| WHAT TO DO |
Pick out each line in the entries below that contains the word "wheel" and copy it.

| Stored data |
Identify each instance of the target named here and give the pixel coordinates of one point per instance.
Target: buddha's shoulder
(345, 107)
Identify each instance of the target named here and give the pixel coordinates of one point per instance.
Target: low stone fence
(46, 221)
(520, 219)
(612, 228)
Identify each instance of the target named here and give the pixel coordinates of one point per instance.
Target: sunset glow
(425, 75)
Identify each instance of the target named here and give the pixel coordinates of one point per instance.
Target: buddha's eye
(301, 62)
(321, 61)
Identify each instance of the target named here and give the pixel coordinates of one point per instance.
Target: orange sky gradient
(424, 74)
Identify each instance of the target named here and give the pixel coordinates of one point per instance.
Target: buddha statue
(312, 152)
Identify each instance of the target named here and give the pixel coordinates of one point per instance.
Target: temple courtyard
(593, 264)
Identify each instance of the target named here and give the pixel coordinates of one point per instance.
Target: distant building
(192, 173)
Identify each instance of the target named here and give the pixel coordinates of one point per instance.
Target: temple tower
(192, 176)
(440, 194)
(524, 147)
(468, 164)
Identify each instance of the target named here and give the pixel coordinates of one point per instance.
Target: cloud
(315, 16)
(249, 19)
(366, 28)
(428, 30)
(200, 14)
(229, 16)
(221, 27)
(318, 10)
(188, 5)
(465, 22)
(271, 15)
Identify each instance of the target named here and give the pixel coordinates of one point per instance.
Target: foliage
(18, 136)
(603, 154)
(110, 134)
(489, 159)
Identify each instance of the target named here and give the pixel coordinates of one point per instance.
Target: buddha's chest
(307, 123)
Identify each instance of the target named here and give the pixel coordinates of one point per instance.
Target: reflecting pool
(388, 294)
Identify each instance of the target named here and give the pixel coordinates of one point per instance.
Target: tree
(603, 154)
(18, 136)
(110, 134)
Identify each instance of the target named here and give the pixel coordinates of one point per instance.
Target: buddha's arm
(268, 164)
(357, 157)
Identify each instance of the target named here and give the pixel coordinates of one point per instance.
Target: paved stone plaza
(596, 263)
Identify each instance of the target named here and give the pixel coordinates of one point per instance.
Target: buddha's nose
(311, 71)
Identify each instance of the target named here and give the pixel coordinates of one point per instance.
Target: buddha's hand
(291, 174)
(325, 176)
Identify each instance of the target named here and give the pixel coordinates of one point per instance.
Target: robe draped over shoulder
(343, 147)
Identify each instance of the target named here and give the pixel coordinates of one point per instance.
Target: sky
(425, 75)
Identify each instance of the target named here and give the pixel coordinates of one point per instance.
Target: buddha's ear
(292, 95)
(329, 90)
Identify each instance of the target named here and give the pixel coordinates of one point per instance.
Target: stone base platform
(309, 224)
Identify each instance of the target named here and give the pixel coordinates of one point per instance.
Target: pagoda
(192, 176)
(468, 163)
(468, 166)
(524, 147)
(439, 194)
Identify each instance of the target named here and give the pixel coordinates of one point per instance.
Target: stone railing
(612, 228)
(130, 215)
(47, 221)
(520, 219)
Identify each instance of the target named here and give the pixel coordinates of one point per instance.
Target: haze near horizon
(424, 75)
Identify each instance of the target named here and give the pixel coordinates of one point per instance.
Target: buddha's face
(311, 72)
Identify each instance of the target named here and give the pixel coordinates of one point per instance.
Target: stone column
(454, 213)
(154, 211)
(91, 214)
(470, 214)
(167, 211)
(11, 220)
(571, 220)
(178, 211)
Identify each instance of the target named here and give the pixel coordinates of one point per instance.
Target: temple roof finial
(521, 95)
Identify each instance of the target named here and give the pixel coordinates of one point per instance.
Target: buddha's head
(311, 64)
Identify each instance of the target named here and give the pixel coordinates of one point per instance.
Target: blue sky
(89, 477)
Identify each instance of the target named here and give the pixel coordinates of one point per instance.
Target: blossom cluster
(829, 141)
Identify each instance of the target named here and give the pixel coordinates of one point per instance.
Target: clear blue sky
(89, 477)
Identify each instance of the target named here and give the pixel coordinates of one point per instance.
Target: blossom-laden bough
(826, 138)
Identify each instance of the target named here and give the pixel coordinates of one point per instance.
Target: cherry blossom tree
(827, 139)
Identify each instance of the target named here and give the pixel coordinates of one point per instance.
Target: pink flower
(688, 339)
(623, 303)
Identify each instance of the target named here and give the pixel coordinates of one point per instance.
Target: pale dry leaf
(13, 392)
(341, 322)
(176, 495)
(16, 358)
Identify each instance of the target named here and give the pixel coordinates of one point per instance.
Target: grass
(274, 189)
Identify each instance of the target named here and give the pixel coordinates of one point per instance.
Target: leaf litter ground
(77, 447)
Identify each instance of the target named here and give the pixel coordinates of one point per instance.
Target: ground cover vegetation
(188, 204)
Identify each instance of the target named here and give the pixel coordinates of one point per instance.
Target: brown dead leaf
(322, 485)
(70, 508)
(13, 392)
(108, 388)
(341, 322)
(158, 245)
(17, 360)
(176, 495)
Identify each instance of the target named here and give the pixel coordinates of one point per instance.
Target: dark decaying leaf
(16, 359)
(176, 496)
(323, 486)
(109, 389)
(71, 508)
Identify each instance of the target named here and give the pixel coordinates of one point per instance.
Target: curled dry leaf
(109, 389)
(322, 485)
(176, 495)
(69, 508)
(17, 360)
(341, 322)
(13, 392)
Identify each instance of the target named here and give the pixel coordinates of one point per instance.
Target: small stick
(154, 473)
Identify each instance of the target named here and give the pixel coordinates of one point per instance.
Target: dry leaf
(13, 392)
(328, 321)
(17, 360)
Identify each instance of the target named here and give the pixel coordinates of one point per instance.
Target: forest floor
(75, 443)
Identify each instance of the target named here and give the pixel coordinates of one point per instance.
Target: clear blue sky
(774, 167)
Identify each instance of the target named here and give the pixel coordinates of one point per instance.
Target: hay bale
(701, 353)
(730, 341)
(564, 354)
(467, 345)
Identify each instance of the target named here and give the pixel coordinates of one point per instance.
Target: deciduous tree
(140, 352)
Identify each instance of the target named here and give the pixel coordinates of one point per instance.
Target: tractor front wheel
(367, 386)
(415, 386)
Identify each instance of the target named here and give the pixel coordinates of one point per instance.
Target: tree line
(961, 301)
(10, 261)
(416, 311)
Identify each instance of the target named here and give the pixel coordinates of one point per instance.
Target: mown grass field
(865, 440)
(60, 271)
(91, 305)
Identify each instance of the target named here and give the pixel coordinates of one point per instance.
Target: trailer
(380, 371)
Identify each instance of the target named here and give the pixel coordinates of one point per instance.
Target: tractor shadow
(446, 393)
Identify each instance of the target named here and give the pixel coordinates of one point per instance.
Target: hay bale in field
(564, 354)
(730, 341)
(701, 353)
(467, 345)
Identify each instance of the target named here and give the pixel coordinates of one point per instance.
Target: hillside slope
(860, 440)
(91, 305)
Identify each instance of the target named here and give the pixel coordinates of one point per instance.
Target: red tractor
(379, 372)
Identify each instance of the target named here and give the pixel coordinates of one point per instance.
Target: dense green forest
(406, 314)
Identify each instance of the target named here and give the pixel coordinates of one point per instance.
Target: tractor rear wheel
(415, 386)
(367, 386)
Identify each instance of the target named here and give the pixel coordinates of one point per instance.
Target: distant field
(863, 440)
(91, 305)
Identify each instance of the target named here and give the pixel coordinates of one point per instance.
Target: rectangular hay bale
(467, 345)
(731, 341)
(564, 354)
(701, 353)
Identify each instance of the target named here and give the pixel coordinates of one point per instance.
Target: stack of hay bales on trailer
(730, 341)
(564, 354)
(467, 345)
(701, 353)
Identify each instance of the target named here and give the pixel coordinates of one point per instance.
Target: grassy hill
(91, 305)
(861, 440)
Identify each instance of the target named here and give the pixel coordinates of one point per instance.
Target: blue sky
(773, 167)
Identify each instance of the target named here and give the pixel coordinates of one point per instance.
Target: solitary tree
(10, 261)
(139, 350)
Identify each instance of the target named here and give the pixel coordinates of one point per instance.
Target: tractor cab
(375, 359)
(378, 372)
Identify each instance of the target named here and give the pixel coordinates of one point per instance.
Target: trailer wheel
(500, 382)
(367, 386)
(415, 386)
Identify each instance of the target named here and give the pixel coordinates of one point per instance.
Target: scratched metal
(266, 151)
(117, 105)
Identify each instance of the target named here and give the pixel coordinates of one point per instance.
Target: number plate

| FINISHED ANSWER |
Target: tractor front wheel
Target: tractor rear wheel
Target: trailer wheel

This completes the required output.